╭─ SOURCE RECORDS

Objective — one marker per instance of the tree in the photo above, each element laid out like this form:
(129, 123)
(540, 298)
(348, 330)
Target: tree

╰─

PROBLEM STATEMENT:
Count up the lines of the listing in which the word "tree" occurs, then state that number by itself.

ANSWER FOR THIS EXERCISE:
2